● **EXERCISE**: Switch "field log" to "site log" in the data below, starting at the line that has "of the forested" and stopping after the line that has "point(58, 98)". Return only those lines, with nothing else changed.

● **INPUT RECORDS**:
━━━━━━━━━━━━━━━━
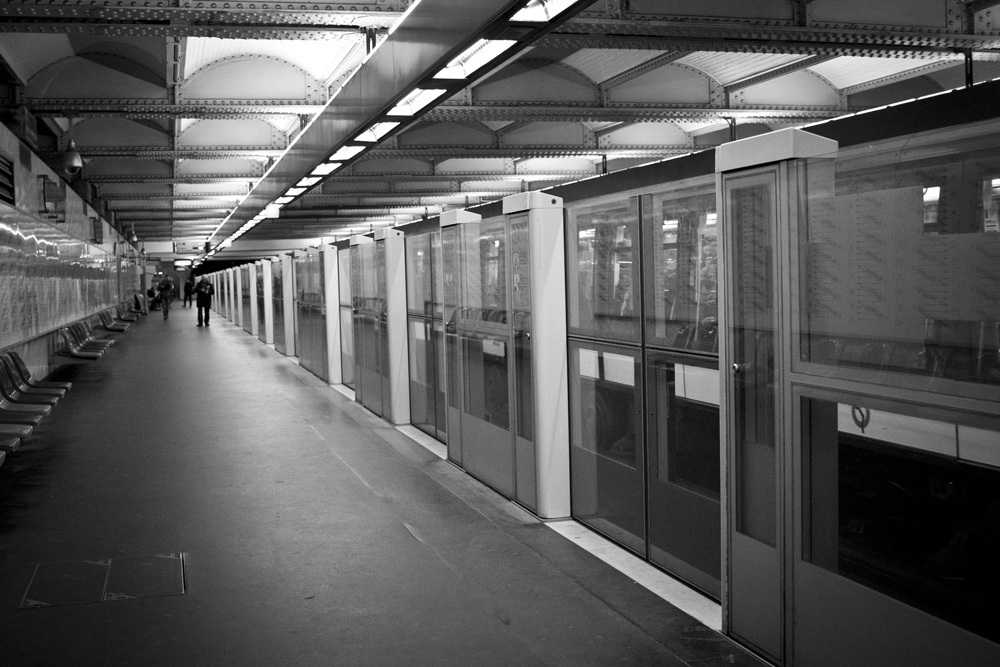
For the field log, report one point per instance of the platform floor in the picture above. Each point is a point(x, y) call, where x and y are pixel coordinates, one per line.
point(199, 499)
━━━━━━━━━━━━━━━━
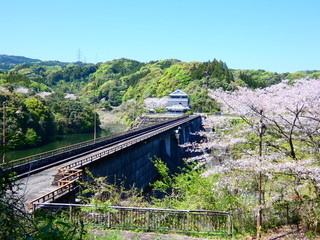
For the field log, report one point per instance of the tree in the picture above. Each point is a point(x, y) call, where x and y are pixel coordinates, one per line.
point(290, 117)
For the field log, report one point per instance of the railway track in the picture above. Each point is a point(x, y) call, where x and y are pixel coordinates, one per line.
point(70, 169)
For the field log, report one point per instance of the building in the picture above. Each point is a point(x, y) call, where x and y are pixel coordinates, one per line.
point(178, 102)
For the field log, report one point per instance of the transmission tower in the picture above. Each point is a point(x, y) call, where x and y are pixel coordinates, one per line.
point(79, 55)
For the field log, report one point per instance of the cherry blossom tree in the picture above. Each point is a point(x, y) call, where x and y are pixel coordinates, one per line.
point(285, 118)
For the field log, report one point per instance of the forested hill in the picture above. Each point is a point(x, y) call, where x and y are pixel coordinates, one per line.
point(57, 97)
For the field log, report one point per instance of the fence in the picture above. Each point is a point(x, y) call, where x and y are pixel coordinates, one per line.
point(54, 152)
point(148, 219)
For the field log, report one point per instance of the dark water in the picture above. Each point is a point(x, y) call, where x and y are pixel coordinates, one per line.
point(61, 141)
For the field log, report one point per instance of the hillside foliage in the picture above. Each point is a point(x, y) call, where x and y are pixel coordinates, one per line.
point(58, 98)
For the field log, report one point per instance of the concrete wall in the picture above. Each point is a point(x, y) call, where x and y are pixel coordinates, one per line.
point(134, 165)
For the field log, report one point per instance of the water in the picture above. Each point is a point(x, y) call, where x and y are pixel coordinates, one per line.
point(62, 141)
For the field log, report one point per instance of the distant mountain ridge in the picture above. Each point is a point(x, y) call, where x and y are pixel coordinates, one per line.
━━━━━━━━━━━━━━━━
● **TASK SOLUTION**:
For the site log, report one point per instance of the forested hill in the picture above. Each point is a point(x, y) call, where x and y are pixel coordinates, one per line.
point(57, 97)
For the site log, report one point per instance of the fence in the picture above. Each point is a point(x, y) call, where x and y are pixel coordinates, one per line.
point(54, 152)
point(148, 219)
For the site log, report one point per instance of the dark water in the picture above. Each point is a point(x, y) call, where x and y are pixel coordinates, one per line.
point(61, 141)
For the site log, report one point per instance of the hillside foliage in the picture above. Each point is a point(x, y) call, where x and y are pixel coordinates, one per line.
point(58, 98)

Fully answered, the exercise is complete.